> [Set exercise] Convert the part of the records that begins with the line containing "Each instance of the <item>white" and ends with the line containing "POLYGON ((232 238, 230" into a numbered list, both of those lines included and blank lines omitted.

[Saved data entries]
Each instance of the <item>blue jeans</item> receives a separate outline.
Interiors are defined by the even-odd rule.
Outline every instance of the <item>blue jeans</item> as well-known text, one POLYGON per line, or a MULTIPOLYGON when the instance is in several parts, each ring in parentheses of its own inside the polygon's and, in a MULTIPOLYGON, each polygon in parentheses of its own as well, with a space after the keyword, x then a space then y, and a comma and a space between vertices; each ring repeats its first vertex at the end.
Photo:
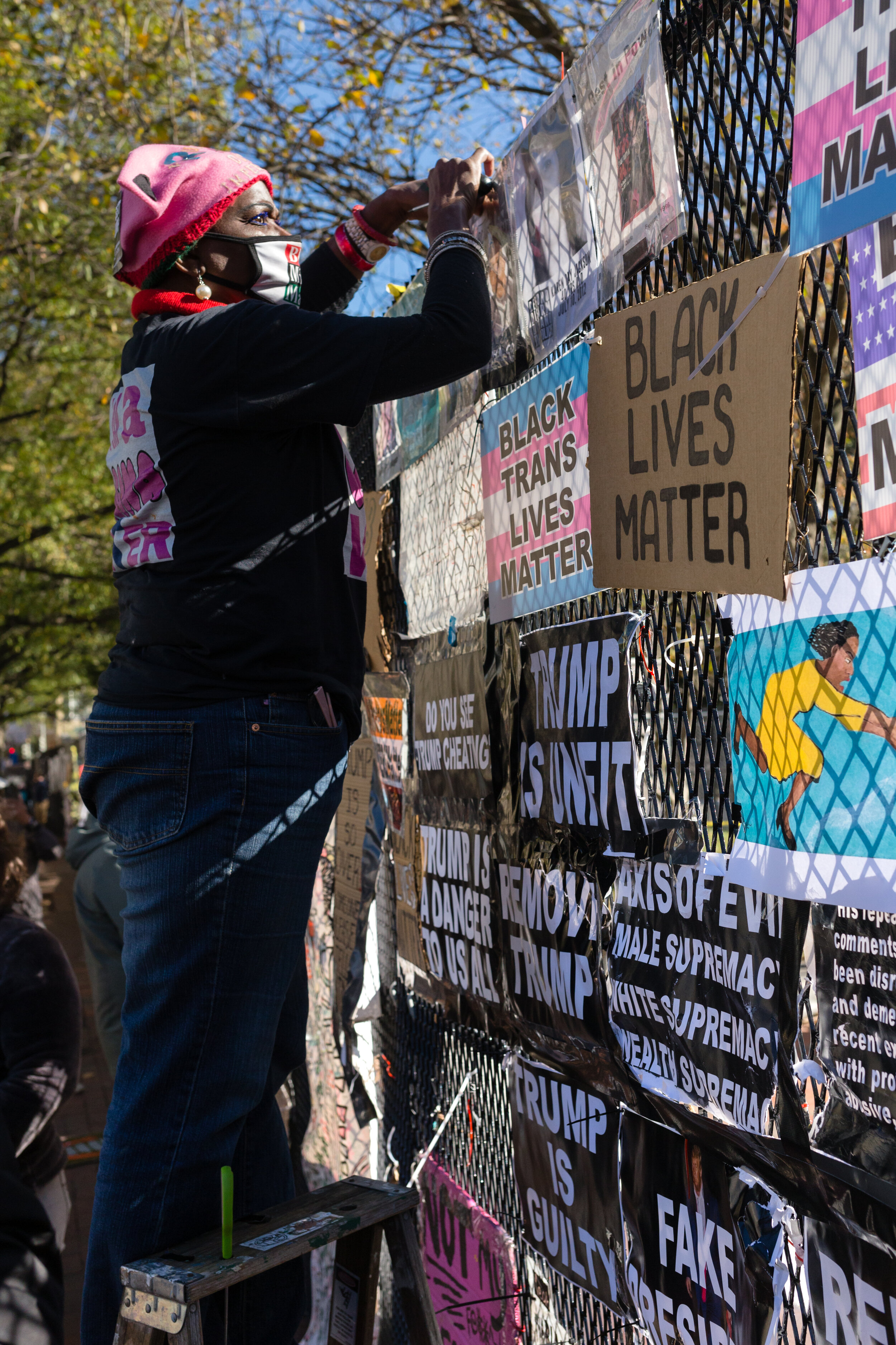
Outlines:
MULTIPOLYGON (((83 1345, 111 1345, 122 1264, 220 1225, 222 1165, 236 1217, 294 1194, 277 1091, 305 1059, 305 925, 347 761, 345 726, 304 698, 94 703, 81 794, 117 845, 126 993, 83 1345)), ((301 1283, 293 1262, 231 1290, 231 1345, 289 1345, 301 1283)))

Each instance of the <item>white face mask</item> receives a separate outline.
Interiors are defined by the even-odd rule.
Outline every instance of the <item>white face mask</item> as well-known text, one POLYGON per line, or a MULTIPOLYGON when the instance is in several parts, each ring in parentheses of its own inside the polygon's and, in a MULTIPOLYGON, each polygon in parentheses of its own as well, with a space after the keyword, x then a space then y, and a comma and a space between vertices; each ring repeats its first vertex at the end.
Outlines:
POLYGON ((232 238, 230 234, 208 233, 206 238, 222 238, 228 243, 243 243, 255 262, 255 278, 250 285, 236 285, 232 280, 222 276, 207 278, 218 280, 232 289, 242 289, 246 295, 255 295, 266 304, 294 304, 300 307, 302 295, 302 272, 298 258, 302 252, 301 238, 287 234, 285 238, 232 238))

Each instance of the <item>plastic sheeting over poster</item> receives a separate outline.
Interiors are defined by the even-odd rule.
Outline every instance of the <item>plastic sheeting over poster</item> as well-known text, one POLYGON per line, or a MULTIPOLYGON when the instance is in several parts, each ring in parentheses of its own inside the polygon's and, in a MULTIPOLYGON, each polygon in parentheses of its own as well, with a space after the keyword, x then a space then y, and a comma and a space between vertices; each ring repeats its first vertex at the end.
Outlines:
POLYGON ((778 1073, 782 908, 703 865, 625 859, 609 952, 610 1021, 638 1081, 756 1135, 778 1073))
POLYGON ((896 570, 791 574, 787 599, 727 596, 735 882, 896 911, 896 570))
POLYGON ((509 1056, 513 1171, 524 1237, 553 1270, 619 1317, 623 1276, 619 1111, 574 1075, 509 1056))
POLYGON ((626 273, 686 227, 656 0, 619 5, 570 79, 607 303, 626 273))

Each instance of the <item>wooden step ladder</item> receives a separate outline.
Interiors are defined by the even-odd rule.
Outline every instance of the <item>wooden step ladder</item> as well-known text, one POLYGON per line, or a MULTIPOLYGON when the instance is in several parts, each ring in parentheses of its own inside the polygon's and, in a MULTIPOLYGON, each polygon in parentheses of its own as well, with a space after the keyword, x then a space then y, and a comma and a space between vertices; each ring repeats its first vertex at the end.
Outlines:
POLYGON ((201 1345, 200 1303, 316 1247, 336 1243, 328 1345, 371 1345, 383 1233, 392 1284, 416 1345, 442 1345, 416 1239, 415 1188, 367 1177, 234 1220, 234 1255, 220 1229, 121 1267, 125 1286, 113 1345, 201 1345))

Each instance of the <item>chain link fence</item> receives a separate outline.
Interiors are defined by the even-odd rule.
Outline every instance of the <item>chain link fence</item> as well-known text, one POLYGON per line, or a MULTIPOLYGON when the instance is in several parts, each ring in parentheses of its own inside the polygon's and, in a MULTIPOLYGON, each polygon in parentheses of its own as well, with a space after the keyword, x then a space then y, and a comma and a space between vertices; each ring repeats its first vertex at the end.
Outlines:
MULTIPOLYGON (((603 313, 678 289, 762 253, 780 252, 789 241, 797 4, 783 0, 723 0, 720 4, 661 0, 661 15, 688 229, 684 237, 631 276, 603 313)), ((591 324, 586 327, 590 330, 591 324)), ((810 253, 802 274, 794 344, 794 418, 787 447, 791 491, 785 568, 789 572, 857 560, 884 545, 862 543, 850 330, 846 239, 841 239, 810 253)), ((563 350, 551 358, 556 359, 563 350)), ((414 468, 414 479, 410 472, 404 473, 390 488, 376 580, 384 628, 394 638, 408 632, 408 620, 414 635, 435 628, 427 625, 427 620, 445 616, 454 603, 459 605, 458 594, 469 600, 477 584, 480 599, 485 596, 485 546, 484 541, 477 545, 476 527, 476 430, 477 421, 472 417, 457 432, 463 452, 470 451, 462 508, 455 503, 449 508, 439 496, 443 463, 435 453, 414 468), (458 526, 463 529, 459 546, 446 541, 446 535, 450 537, 446 527, 457 531, 458 526), (403 527, 412 530, 415 550, 429 547, 435 557, 441 546, 442 555, 451 555, 453 588, 442 592, 442 608, 438 597, 445 566, 430 578, 418 569, 411 592, 408 568, 402 558, 403 527), (407 593, 400 584, 402 576, 407 593)), ((780 448, 783 452, 785 445, 780 448)), ((353 432, 352 451, 363 464, 364 486, 372 487, 369 418, 353 432)), ((459 463, 462 453, 457 445, 446 452, 453 452, 459 463)), ((478 490, 481 510, 481 484, 478 490)), ((481 523, 478 534, 482 534, 481 523)), ((689 815, 701 823, 707 850, 728 851, 739 818, 731 798, 725 679, 729 638, 723 629, 716 594, 604 590, 563 608, 539 612, 523 623, 523 629, 618 611, 639 611, 646 617, 633 646, 634 732, 643 761, 645 812, 652 816, 689 815)), ((399 639, 392 648, 392 667, 404 667, 399 639)), ((376 1038, 388 1067, 383 1076, 380 1171, 396 1173, 403 1182, 408 1180, 415 1154, 431 1139, 467 1069, 476 1069, 469 1107, 458 1108, 437 1154, 455 1180, 516 1239, 521 1313, 528 1332, 532 1286, 521 1243, 523 1219, 513 1181, 510 1116, 501 1071, 506 1048, 449 1021, 439 1010, 404 993, 396 972, 395 931, 388 921, 380 923, 380 964, 383 985, 391 986, 376 1038)), ((797 1060, 811 1057, 817 1045, 813 1001, 811 983, 803 974, 797 1060)), ((814 1080, 809 1079, 799 1089, 810 1115, 823 1106, 823 1088, 814 1080)), ((809 1340, 814 1345, 802 1260, 790 1241, 786 1241, 786 1258, 790 1280, 779 1340, 786 1338, 793 1345, 806 1345, 809 1340)), ((625 1337, 631 1341, 633 1329, 606 1314, 595 1299, 547 1266, 541 1272, 552 1280, 564 1338, 615 1342, 625 1337)), ((391 1303, 388 1286, 386 1271, 383 1333, 387 1340, 394 1337, 404 1345, 407 1332, 398 1305, 391 1303)))

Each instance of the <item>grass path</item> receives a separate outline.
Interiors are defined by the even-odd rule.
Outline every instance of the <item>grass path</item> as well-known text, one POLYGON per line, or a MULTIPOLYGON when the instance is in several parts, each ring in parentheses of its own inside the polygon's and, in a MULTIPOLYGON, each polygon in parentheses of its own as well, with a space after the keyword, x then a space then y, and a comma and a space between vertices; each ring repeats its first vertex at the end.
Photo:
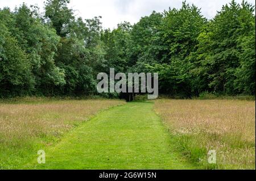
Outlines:
POLYGON ((134 102, 98 113, 45 149, 23 169, 191 169, 152 110, 153 103, 134 102))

> [Task response]
1. Each instance of the <item>white face mask</item> receives a separate outline.
2. Interiors are defined by the even-odd rule.
3. Outline every instance of the <item>white face mask</item> as well-known text, one POLYGON per line, or a MULTIPOLYGON when the instance is in several parts, each ring in parentheses of its own inside the polygon's and, in a MULTIPOLYGON, each polygon in parentheses of its own as well, with a space after the keyword, x then a space then y, and a comma and a space between vertices; each ring repeats its first vertex at the end.
4. Outlines:
5. POLYGON ((232 238, 230 234, 208 233, 206 238, 222 238, 228 243, 243 243, 255 262, 255 278, 250 285, 236 285, 232 280, 222 276, 207 278, 218 280, 232 289, 242 289, 246 295, 255 295, 266 304, 294 304, 300 307, 302 295, 302 272, 298 258, 302 252, 301 238, 287 234, 285 238, 232 238))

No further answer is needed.